:: WHAT TO DO ::
Give only the lines from the one containing "Objective: one point per instance of the overcast" through the end of the material below, exactly as written.
* Start DATA SHOWN *
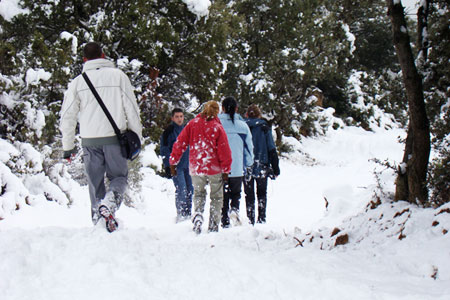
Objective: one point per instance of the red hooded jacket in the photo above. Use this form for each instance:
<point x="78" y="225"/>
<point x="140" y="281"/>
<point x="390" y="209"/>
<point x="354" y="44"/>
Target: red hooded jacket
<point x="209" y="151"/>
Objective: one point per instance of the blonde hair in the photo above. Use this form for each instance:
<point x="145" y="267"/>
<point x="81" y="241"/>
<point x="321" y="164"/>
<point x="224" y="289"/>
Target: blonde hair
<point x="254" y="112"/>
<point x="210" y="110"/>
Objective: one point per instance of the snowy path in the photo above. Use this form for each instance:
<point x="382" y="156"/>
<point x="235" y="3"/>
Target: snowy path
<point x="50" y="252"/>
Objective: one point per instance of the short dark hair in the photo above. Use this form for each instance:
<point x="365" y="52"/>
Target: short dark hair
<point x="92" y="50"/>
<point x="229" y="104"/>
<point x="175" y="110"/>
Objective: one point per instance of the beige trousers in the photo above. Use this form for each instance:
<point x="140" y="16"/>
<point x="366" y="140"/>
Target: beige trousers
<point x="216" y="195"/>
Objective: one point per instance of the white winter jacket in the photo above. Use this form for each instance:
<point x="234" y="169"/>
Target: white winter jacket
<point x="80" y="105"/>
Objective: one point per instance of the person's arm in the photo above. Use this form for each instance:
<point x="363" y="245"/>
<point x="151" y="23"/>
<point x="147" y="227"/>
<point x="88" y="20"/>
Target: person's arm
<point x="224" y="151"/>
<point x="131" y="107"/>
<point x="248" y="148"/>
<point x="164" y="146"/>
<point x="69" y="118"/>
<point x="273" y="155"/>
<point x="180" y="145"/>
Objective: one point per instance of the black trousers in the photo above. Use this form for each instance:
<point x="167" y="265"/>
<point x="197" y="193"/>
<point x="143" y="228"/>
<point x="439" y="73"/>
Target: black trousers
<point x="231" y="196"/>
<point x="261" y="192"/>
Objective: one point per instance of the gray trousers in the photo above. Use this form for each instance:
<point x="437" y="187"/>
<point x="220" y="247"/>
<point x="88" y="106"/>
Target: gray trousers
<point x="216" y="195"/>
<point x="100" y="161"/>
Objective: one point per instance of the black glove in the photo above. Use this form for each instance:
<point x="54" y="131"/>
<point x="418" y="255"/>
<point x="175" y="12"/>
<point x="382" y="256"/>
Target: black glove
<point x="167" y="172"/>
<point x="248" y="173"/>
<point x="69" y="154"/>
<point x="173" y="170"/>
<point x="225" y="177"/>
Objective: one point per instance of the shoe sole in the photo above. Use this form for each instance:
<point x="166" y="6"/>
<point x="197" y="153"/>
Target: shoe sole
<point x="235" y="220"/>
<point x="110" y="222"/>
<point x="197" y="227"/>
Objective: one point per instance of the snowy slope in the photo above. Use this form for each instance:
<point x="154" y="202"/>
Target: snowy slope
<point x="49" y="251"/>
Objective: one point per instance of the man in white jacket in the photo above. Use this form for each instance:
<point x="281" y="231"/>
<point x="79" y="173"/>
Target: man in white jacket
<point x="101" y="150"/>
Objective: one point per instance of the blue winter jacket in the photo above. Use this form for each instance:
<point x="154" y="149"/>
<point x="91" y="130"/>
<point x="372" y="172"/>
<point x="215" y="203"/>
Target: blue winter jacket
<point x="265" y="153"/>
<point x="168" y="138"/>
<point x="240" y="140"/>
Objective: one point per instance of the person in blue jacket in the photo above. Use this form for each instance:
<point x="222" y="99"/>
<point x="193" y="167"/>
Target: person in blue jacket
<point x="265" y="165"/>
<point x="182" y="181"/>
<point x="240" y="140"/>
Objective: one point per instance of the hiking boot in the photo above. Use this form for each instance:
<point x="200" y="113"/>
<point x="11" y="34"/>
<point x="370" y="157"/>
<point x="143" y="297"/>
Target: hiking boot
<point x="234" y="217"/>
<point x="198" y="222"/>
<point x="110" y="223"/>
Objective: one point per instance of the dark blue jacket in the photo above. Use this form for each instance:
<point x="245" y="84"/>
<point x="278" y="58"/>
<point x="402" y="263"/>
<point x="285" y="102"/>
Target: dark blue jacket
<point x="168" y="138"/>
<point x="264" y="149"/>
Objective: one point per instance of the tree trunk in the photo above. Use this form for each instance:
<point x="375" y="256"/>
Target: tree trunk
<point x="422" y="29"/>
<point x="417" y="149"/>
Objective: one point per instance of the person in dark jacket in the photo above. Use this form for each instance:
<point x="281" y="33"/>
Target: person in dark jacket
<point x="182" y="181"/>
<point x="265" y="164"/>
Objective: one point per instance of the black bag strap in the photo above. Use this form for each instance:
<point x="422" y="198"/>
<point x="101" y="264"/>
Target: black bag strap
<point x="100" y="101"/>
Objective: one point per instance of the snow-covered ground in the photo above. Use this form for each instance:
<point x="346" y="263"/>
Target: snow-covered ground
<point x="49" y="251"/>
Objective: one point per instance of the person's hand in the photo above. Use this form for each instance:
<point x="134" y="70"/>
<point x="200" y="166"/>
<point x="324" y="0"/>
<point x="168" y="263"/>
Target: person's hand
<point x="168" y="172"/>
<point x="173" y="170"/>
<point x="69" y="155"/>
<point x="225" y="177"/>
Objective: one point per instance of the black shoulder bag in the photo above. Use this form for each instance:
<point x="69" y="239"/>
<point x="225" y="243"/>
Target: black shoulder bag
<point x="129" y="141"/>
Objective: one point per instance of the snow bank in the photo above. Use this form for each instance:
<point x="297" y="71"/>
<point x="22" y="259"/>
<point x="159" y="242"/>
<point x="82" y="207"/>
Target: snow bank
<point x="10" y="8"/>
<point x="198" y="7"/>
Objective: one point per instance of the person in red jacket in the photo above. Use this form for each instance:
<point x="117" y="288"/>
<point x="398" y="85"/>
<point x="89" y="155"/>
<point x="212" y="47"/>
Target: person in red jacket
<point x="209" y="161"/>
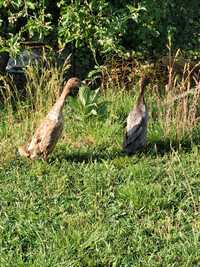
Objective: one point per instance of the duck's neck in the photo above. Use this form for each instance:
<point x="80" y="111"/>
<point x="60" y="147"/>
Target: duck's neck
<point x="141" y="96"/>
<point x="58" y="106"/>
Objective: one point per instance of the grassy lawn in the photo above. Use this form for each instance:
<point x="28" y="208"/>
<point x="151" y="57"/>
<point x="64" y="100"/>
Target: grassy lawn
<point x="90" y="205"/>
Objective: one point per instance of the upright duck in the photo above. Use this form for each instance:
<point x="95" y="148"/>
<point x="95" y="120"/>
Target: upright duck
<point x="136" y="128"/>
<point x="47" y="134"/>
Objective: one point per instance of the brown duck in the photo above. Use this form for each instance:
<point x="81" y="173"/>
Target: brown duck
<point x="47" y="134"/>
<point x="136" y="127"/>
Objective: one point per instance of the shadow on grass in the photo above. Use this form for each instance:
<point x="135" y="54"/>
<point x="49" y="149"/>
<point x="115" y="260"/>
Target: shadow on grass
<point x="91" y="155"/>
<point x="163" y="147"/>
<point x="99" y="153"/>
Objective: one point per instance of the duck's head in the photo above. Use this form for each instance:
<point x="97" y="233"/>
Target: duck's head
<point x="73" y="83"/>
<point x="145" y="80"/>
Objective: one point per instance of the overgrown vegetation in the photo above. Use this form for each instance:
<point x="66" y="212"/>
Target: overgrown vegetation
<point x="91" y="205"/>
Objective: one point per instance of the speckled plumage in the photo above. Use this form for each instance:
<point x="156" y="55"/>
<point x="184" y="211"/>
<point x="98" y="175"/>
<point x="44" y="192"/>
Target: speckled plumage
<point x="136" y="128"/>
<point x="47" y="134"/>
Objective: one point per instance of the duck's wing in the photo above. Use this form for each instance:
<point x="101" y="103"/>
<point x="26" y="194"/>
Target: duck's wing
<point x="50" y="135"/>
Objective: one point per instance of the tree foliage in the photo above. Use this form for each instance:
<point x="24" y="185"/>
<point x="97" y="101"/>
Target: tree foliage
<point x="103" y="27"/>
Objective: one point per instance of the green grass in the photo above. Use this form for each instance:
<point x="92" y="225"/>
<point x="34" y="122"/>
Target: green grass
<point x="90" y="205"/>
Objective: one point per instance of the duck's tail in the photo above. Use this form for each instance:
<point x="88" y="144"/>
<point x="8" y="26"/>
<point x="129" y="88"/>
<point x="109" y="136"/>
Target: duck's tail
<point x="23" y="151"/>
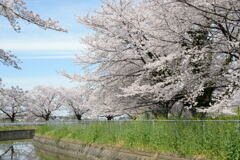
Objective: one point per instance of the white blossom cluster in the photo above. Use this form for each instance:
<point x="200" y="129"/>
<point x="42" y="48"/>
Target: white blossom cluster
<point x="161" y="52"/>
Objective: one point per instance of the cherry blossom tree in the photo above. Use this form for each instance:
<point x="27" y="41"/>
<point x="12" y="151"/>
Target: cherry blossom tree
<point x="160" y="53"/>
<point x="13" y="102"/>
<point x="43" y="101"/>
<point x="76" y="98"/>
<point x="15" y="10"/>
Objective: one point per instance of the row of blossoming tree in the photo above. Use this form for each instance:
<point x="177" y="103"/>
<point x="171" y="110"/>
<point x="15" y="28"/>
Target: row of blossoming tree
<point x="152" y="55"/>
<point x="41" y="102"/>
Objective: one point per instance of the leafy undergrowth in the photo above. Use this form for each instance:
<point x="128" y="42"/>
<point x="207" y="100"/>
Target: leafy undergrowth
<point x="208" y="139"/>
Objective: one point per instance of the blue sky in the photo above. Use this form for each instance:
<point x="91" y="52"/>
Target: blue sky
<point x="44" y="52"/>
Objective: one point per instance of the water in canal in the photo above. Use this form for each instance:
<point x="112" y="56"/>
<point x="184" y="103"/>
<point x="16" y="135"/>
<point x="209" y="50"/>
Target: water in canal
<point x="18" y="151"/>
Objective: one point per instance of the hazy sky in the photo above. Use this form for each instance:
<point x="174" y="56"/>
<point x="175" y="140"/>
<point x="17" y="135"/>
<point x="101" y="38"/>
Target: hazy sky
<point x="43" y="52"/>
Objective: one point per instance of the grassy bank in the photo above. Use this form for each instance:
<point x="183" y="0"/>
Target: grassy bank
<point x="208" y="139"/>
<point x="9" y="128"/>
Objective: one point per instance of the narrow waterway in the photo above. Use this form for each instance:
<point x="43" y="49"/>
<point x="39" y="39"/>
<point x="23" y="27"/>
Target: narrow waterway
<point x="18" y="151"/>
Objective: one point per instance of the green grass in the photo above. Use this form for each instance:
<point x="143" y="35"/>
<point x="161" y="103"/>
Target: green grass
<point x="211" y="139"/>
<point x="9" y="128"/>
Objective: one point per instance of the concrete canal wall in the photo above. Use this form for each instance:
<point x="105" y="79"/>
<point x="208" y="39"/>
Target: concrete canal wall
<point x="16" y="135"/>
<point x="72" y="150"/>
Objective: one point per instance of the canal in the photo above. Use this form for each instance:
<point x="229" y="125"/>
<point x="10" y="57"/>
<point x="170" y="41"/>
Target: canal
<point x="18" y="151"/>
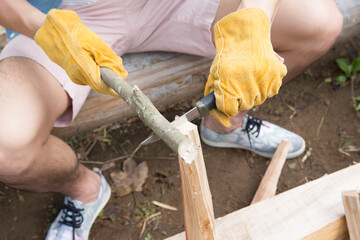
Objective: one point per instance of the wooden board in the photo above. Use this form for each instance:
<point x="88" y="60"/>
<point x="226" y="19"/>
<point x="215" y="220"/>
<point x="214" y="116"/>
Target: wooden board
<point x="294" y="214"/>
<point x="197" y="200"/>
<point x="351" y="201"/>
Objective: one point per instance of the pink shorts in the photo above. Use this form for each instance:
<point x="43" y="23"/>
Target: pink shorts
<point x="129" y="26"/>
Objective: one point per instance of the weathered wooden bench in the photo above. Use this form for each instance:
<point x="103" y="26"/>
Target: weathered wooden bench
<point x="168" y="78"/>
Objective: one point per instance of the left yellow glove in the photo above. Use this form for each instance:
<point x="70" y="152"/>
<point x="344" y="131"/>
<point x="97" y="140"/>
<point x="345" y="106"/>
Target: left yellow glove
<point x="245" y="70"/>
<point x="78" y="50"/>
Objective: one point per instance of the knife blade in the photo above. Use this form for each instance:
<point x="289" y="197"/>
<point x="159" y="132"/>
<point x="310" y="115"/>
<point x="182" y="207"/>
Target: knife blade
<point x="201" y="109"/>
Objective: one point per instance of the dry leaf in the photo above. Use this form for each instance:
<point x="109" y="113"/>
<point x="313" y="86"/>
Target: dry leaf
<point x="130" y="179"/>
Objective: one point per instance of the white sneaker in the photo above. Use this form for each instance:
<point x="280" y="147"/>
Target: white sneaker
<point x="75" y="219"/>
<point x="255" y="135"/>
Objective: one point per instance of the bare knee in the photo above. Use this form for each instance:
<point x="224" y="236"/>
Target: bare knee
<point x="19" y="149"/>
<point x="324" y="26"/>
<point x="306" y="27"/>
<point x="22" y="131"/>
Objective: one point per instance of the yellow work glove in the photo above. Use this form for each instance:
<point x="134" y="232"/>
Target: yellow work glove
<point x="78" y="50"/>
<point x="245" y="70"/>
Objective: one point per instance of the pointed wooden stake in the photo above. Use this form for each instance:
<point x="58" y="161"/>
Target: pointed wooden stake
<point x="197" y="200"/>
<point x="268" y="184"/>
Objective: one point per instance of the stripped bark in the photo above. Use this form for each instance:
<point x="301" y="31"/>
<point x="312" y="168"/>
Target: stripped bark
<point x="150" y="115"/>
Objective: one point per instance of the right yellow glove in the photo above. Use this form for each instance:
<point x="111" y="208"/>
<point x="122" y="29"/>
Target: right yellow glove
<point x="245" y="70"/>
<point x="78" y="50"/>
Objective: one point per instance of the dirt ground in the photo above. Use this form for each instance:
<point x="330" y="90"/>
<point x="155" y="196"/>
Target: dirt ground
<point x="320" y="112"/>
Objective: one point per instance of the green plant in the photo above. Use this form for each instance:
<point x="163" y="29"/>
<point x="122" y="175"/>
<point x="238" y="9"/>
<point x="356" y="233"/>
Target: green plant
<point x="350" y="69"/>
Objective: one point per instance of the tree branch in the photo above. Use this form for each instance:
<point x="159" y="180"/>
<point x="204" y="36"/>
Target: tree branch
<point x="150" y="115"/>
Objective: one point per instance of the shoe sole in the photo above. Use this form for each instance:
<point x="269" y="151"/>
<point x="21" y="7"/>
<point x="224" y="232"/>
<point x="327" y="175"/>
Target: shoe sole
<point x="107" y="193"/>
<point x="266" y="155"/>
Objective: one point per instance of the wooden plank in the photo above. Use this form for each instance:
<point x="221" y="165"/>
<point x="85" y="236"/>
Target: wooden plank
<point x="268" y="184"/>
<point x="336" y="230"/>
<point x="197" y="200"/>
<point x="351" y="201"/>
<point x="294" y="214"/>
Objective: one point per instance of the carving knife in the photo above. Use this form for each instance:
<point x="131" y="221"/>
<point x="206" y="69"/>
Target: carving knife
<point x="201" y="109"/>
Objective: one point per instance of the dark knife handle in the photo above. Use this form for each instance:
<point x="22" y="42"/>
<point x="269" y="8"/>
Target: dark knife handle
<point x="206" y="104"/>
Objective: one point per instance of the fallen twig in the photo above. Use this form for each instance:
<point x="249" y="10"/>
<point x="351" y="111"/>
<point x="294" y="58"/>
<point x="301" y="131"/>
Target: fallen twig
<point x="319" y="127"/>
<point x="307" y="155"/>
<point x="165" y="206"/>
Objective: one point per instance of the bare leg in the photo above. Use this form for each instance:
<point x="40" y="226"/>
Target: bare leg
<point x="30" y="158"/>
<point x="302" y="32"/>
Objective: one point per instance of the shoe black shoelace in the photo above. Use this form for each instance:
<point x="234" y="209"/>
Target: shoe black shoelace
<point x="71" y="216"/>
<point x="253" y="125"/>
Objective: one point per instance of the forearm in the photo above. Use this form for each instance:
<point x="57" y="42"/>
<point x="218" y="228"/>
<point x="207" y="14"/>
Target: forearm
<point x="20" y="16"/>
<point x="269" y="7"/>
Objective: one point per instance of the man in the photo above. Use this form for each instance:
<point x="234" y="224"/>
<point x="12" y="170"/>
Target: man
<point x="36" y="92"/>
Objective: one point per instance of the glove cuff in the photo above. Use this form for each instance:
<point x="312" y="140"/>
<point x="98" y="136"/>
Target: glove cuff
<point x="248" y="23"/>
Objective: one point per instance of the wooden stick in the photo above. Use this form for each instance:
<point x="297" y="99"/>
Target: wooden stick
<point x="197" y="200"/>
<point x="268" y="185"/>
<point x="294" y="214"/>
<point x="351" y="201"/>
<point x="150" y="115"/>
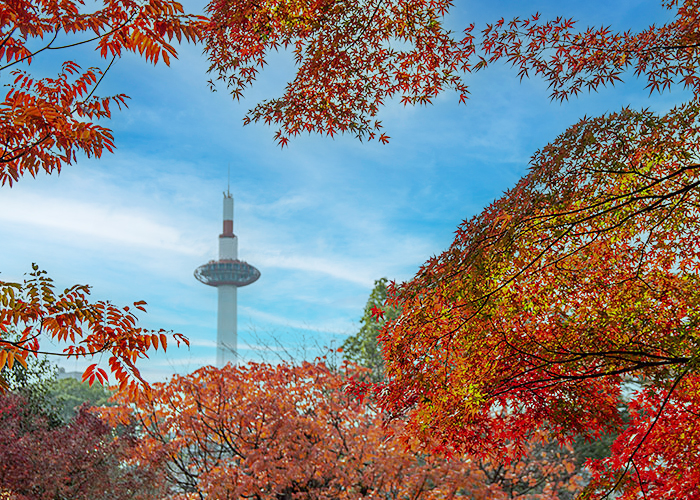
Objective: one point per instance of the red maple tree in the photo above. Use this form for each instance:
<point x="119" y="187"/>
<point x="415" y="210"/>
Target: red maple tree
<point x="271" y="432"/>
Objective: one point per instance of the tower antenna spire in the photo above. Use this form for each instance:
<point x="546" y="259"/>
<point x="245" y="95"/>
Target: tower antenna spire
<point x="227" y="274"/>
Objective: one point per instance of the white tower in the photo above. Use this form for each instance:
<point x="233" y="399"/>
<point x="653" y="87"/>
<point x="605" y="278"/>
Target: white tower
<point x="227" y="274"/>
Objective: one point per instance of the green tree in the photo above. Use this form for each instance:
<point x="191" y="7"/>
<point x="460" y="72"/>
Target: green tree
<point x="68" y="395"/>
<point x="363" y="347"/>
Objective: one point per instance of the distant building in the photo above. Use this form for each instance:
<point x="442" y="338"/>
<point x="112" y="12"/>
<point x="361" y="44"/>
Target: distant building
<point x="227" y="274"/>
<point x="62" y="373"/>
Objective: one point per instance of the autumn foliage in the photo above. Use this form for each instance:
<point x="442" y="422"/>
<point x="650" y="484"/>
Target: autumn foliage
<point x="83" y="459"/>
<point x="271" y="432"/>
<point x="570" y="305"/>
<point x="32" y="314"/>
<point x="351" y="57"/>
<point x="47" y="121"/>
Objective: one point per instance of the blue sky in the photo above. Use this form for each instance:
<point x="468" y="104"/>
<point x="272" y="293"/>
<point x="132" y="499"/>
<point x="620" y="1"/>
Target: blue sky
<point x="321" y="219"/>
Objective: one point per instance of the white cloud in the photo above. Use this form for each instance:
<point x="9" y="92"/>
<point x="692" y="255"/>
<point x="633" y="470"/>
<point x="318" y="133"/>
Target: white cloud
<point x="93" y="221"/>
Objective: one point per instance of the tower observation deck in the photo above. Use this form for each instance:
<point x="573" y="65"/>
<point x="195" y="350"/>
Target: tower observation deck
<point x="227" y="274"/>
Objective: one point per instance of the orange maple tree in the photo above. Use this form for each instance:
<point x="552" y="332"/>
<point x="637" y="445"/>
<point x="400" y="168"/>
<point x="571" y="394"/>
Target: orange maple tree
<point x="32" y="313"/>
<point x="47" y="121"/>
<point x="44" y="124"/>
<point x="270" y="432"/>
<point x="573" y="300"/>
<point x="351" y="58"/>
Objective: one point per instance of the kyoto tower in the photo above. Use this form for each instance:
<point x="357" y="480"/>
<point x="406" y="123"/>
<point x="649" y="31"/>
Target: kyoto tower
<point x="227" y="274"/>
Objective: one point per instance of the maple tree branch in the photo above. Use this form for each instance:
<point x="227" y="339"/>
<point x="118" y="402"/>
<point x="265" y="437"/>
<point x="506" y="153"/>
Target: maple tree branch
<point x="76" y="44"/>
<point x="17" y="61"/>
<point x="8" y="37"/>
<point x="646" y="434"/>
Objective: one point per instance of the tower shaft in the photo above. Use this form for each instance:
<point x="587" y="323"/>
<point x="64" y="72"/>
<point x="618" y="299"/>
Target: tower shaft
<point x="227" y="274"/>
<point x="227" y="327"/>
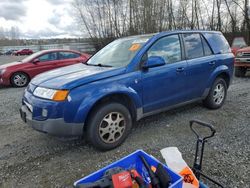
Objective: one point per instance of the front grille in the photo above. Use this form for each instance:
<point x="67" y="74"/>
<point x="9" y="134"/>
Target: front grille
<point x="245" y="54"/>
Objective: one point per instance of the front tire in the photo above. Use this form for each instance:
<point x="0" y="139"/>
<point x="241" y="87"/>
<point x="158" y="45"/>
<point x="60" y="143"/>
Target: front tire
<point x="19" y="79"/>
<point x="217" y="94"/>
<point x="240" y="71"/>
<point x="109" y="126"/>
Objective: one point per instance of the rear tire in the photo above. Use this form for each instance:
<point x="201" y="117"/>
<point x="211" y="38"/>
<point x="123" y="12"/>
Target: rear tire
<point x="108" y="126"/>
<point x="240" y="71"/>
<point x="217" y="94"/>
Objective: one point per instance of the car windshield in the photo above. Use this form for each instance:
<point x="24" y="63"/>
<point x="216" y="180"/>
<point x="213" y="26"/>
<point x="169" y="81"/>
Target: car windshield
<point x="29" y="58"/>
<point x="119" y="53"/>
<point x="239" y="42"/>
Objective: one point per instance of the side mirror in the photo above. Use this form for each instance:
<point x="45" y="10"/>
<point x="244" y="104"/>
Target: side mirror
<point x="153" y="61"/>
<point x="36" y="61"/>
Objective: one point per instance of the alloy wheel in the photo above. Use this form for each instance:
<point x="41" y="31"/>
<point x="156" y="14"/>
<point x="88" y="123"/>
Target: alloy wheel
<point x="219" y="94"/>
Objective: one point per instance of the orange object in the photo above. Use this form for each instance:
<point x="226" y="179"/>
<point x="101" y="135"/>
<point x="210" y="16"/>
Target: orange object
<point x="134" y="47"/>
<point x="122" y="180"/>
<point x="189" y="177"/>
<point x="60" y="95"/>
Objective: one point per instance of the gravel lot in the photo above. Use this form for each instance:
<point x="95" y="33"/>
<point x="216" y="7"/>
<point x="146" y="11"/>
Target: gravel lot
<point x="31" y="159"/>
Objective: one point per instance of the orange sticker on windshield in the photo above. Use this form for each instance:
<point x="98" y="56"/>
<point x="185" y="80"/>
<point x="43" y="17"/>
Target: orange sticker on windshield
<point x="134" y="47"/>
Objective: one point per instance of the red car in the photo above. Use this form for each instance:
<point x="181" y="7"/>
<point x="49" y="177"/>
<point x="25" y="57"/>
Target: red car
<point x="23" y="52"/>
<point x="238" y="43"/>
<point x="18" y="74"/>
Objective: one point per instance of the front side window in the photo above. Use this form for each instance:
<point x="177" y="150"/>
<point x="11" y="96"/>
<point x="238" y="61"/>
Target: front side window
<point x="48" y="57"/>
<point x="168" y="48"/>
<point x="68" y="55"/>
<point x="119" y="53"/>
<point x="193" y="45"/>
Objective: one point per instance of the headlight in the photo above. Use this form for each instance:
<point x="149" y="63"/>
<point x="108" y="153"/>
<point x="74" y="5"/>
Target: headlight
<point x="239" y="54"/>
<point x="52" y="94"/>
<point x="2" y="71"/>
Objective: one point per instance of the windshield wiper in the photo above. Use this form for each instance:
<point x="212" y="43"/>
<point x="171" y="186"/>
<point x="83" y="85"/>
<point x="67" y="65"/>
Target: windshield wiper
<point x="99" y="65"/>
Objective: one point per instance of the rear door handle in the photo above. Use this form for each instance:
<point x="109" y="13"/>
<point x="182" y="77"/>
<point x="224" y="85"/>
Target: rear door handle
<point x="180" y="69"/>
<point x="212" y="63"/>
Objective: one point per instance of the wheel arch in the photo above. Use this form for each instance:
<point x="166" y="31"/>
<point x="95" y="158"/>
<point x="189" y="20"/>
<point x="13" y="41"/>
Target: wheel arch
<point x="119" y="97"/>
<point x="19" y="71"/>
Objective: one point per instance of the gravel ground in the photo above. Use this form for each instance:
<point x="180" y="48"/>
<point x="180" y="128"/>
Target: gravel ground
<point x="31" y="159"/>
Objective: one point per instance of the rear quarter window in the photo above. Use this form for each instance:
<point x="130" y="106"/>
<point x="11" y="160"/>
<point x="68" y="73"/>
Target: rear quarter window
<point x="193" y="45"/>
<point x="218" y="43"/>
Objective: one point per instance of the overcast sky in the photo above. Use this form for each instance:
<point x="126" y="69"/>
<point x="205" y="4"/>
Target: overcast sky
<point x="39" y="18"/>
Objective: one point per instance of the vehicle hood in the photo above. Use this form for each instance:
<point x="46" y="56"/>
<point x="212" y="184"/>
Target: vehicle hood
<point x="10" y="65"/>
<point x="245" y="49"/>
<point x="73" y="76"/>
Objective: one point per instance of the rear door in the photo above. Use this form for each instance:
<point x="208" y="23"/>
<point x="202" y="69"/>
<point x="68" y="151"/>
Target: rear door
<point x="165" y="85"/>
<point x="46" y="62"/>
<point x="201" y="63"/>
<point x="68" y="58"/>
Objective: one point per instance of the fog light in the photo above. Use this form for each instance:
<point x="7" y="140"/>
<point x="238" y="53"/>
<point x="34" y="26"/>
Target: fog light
* End DATA SHOWN *
:: SOLUTION TO THIS TASK ::
Objective: one point per instance of the overcast sky in the photo above. Use this form for each instance:
<point x="126" y="69"/>
<point x="205" y="4"/>
Target: overcast sky
<point x="39" y="18"/>
Objective: one point per instance of the vehicle hood in the photo above. Use this form for each instance:
<point x="46" y="56"/>
<point x="212" y="184"/>
Target: vehicle hood
<point x="10" y="65"/>
<point x="245" y="49"/>
<point x="73" y="76"/>
Objective: one point per instance of the rear door in the photo above. Use this form for each instance:
<point x="208" y="23"/>
<point x="202" y="69"/>
<point x="68" y="151"/>
Target: rear door
<point x="165" y="85"/>
<point x="46" y="62"/>
<point x="201" y="63"/>
<point x="68" y="58"/>
Objective: one point per instance of the fog light in the photo above. Use this form for each instance:
<point x="7" y="140"/>
<point x="238" y="53"/>
<point x="34" y="26"/>
Target: fog light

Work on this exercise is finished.